*Task*. Could every line below be written out exactly as it appears?

*Extracted data*.
--------

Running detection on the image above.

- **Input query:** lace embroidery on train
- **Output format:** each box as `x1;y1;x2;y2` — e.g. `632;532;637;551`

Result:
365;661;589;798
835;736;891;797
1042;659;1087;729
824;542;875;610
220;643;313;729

--------

*Response*.
Running detection on the image above.

- **Input query:** lace embroidery on train
- **Output format:** each box as `x1;y1;x2;y2` — e.g. `632;532;637;551`

Result:
365;661;589;798
835;736;891;797
1042;659;1087;729
824;542;875;610
220;643;313;729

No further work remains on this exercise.